━━━━━ Source information
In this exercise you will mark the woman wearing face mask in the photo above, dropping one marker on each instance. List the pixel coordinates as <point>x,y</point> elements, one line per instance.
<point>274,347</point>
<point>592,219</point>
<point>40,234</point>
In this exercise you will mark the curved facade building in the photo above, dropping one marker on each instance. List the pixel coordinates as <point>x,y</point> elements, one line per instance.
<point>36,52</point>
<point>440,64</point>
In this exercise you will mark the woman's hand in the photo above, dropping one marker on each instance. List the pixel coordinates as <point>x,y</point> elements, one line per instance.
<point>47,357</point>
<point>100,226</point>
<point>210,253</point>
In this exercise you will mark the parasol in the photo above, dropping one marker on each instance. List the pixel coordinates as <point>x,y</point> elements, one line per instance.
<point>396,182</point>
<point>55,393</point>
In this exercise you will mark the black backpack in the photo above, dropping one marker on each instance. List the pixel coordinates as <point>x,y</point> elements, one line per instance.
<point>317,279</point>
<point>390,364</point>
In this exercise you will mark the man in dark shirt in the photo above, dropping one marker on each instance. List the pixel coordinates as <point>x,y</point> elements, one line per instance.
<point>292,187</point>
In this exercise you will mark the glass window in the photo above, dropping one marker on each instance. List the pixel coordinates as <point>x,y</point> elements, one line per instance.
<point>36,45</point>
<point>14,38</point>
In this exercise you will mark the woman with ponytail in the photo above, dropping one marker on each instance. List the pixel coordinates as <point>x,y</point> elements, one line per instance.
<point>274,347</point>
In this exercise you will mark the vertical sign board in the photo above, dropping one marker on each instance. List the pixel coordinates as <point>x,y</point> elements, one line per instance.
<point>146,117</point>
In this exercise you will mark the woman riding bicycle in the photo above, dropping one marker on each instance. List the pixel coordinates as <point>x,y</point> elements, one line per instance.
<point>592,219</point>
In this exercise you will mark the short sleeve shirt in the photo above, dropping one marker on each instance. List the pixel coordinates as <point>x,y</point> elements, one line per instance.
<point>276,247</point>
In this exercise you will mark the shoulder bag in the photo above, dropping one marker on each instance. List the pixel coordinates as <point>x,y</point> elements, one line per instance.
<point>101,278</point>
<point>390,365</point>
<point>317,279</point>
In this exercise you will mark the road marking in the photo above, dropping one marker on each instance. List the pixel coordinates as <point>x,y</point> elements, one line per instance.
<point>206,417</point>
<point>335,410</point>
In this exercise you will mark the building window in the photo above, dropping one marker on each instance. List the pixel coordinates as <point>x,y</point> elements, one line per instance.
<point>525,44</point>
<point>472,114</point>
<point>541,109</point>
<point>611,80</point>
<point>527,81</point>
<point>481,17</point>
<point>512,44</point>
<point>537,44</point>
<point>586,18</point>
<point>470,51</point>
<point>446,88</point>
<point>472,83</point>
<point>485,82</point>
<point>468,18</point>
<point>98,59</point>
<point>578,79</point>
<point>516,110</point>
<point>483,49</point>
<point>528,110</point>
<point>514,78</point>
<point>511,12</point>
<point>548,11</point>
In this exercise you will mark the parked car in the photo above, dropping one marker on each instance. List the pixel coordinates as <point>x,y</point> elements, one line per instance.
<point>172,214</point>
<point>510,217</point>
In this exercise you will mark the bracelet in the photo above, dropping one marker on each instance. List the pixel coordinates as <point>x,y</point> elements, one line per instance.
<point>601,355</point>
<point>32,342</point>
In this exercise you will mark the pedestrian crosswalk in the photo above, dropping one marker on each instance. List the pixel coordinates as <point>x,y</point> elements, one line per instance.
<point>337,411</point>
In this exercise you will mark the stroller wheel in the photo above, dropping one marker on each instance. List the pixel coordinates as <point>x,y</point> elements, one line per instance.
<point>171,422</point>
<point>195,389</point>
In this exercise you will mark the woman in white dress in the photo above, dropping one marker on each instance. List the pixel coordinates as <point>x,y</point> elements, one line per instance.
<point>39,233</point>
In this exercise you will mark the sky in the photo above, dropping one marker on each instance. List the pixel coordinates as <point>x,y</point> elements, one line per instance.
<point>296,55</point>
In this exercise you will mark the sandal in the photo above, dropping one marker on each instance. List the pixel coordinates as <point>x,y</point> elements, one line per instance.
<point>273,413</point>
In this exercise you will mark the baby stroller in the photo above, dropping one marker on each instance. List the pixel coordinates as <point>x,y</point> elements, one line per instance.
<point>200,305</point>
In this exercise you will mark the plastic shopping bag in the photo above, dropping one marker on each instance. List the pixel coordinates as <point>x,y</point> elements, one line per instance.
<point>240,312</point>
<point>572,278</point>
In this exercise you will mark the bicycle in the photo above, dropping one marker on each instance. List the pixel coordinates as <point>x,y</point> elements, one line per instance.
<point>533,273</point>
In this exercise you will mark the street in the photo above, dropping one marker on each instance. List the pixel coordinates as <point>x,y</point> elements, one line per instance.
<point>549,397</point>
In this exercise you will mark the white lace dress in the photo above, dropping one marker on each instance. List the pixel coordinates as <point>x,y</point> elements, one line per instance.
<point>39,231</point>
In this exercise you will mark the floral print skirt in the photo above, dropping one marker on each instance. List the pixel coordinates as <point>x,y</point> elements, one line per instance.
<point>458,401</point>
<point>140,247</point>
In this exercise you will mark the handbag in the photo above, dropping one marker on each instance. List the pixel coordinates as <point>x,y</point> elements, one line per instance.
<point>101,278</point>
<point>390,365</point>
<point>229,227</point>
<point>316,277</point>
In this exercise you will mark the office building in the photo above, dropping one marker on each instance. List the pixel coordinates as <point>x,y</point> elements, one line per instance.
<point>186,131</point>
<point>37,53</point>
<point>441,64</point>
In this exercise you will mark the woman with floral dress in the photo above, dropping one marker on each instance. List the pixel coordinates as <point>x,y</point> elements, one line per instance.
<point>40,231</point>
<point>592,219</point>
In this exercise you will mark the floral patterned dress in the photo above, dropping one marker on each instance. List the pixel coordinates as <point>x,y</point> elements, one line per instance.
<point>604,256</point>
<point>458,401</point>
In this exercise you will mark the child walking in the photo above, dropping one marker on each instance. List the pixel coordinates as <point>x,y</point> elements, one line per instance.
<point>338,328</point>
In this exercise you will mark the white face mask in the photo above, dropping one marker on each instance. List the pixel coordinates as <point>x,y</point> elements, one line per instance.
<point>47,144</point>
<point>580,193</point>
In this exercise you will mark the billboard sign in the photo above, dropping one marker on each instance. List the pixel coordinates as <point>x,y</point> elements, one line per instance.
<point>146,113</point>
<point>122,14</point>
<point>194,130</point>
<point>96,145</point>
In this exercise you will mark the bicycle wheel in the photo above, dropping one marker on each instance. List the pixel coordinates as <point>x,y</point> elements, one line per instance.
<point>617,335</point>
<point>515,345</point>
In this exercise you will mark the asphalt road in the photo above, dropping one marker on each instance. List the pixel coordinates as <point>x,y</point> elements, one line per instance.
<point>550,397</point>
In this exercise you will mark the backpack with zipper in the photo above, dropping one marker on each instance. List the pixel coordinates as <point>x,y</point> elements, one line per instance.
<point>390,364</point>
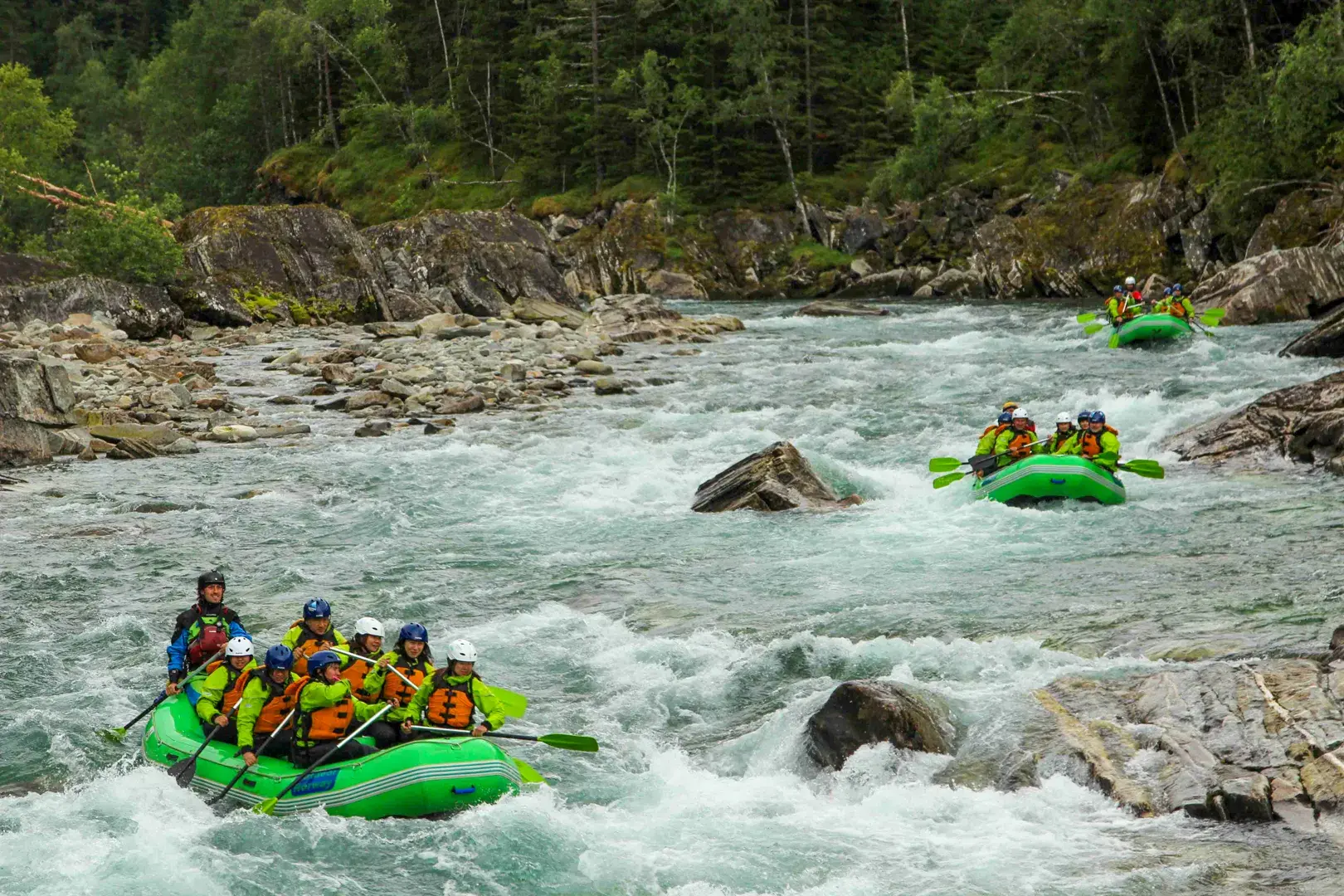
━━━━━━━━━━
▶ **To do**:
Your answer must be the entries written out word for word, without their pictures.

▶ **Your solution**:
In this exercise you will mark the woman wearing face mask in the photo above, dropping one marker on each instance. List the pixel coordinates as <point>x,y</point> elements, one line per instance.
<point>274,347</point>
<point>592,219</point>
<point>40,234</point>
In this exercise you will mark the curved facade building in the photo above, dropping one marker on each instance. List the pixel coordinates as <point>x,y</point> elements, one line per instance.
<point>36,52</point>
<point>440,64</point>
In this exercise you will mark the woman's hand in the photo above, dropping one marker on each instance. List the pixel coordinates as <point>x,y</point> elements, one line per instance.
<point>47,357</point>
<point>100,226</point>
<point>210,253</point>
In this exercise you will mark the parasol in the photo above, dropping one marker on each instance. List the pixel coordinates as <point>x,y</point> elements, one line per instance.
<point>396,182</point>
<point>55,393</point>
In this exercise you will mark the black backpack in the photo above, dropping one marker on each instance. List the pixel coordinates as <point>x,y</point> elements, one line per instance.
<point>317,279</point>
<point>390,364</point>
In this exercise you will mark the man in dark shirt in the photo above, dropping one marker on each instance. List the pixel coordinates as <point>x,y</point> elements, one line per instance.
<point>292,187</point>
In this exercise you will mark the glass window in the photo above, dropping one marker on each instance. List the pixel coordinates as <point>x,y</point> elements, one line per instance.
<point>36,45</point>
<point>14,38</point>
In this exercise you will mark the woman with ponytail in the photo above, dropping one marker on each instance. List the pixel coordinates as <point>x,y</point> elements, one line per instance.
<point>274,347</point>
In this exercise you will mark the vertical sign board in the photo above, dropping one marker on each instance. List the pixel coordinates as <point>x,y</point> elements, one line per instance.
<point>146,117</point>
In this exercise you will mark the woman riding bicycle in the photo above, dropping one marker on each instance. List the pixel coordinates as <point>x,y</point> elements, one line per instance.
<point>592,219</point>
In this exercise you will mark the short sleeve shirt in the photo above, dropping one marker on each instance. List the pixel coordinates as <point>x,y</point> elements, one line per instance.
<point>276,247</point>
In this exercise you will mark the shoulder bag in the photo above, dropping one marker on each instance. List the pixel coordinates as <point>x,y</point> elements, one line per instance.
<point>101,278</point>
<point>390,365</point>
<point>317,279</point>
In this exercise you will mark the road marking in the photo above, dropping one marker on each instance. List the pixel coordinates as <point>x,y</point> elements, one line per instance.
<point>206,417</point>
<point>335,410</point>
In this exercise you will mark the building window in the photo above, dropping one marker on each instance. List the pixel coordinates as <point>x,y</point> elements, one line per instance.
<point>525,44</point>
<point>472,114</point>
<point>541,109</point>
<point>611,80</point>
<point>527,81</point>
<point>481,17</point>
<point>512,44</point>
<point>537,44</point>
<point>586,18</point>
<point>470,51</point>
<point>446,88</point>
<point>472,83</point>
<point>485,82</point>
<point>468,18</point>
<point>98,59</point>
<point>578,79</point>
<point>516,110</point>
<point>483,49</point>
<point>528,110</point>
<point>514,78</point>
<point>511,12</point>
<point>548,11</point>
In this exercise you will mark the parked car in the photo above, dropping one marker on each instance. List the pixel coordinates as <point>x,y</point> elements, one line per instance.
<point>172,214</point>
<point>510,217</point>
In this exercise you will mark the bracelet in the photo above, dropping one marker on each instance. List the pixel coordinates as <point>x,y</point> elements, one line per instance.
<point>601,355</point>
<point>32,342</point>
In this exercise you will mark the pedestrian crosswalk in the photo above, dropping one marker on each instance. List the pixel coordinates as <point>x,y</point> elements, one line per instance.
<point>337,411</point>
In this exercise you will mark the stroller wheel in the photo above, dropping one marker on each instance. List the pixel coordinates as <point>x,y</point> elements, one line per instance.
<point>171,422</point>
<point>195,389</point>
In this exercise you will mark the woman in white dress in the photo above, dropping one marker on each instance. List the pixel coordinates as <point>x,y</point> elements, one line per instance.
<point>39,233</point>
In this exercise you will mark the sky in the photo above, dropping one marker on each instance. List the pixel coordinates as <point>x,y</point> elements, one line per instance.
<point>296,55</point>
In this exercise you will mark the sandal in the photo above, dropping one marker on each instance. List the pixel coordinates as <point>x,y</point> elements, one line per instance.
<point>273,413</point>
In this exercise you will mark the baby stroller in the photo above, dropping one marker on each instance. List the pixel coordinates as <point>x,y</point> elements, one line per instance.
<point>200,305</point>
In this exercise you will mark the plastic shopping bag in the photo above, dropping one marker on each instance. List the pixel coordinates as <point>x,y</point> elements, one line per instance.
<point>240,312</point>
<point>572,278</point>
In this exercise you will mark the bicycle in the photo above, dropping one marker on each instance. List the pixel coordinates as <point>x,y</point> elements, one line per instance.
<point>533,273</point>
In this exercise you will mark the street in the photo above, dropping one marker on each instance. List the pixel coordinates as <point>x,y</point> elements, one line per instance.
<point>549,397</point>
In this exercise you will mark the white lace dress in the photo above, dropping one marker on each instance. List the pixel coordinates as <point>x,y</point> elements, one line per instance.
<point>39,231</point>
In this exercise you will mark the floral print skirt in the photo above, dropping one marker on each instance. List the pixel coordinates as <point>x,y</point> elements, one line per instance.
<point>458,401</point>
<point>140,247</point>
In this exercise you will mark the handbag in the photo above, dropping one marker on each instance. List the pixel coordinates as <point>x,y</point> elements, one line per instance.
<point>101,278</point>
<point>390,365</point>
<point>229,227</point>
<point>316,277</point>
In this exercise you will mark the office building in the photo above, dropping one marker on each instance. List the pixel coordinates as <point>x,y</point> elements, one line per instance.
<point>186,131</point>
<point>37,53</point>
<point>441,64</point>
In this exercise you will mark the woman with floral dress in the photo above, dropping one marker on each instance. List the pixel coordinates as <point>x,y</point> elements, one line per instance.
<point>40,231</point>
<point>592,219</point>
In this exercise you will mark the floral patterned dress in the photo above, dropping one marker on each instance. List the pixel coordinates as <point>x,y</point> elements, one line per instance.
<point>604,256</point>
<point>458,401</point>
In this exercise you will mark the child walking in the photo above, dropping one marker on each instance. List the pixel coordinates as <point>x,y</point> elements, one line per instance.
<point>338,328</point>
In this exercise you will mark the white face mask in the photo above, dropping one marker on each instance. List the pixel coordinates as <point>x,y</point> elements, one line per instance.
<point>47,144</point>
<point>580,193</point>
In this exercise you will mark the billboard sign in the photo above, dropping one marker on each instance. List the pixel coordinates as <point>x,y</point> elements, one line per instance.
<point>146,113</point>
<point>122,14</point>
<point>194,130</point>
<point>96,145</point>
In this exercise you will mark the bicycle wheel in the photo above, dropping one marker on each instance. List the pixel coordinates as <point>x,y</point> elements, one line per instance.
<point>617,335</point>
<point>515,345</point>
In this exercise you will mark the asphalt road in the photo above, dropping one marker on each instance. List the pixel coordinates as <point>x,y</point> elements, one line per instance.
<point>550,397</point>
In this exercise you will mark the backpack with zipper in the photo above, dropping one marker on each instance. List the pixel coordinates as <point>x,y</point> elements, one line per instance.
<point>390,364</point>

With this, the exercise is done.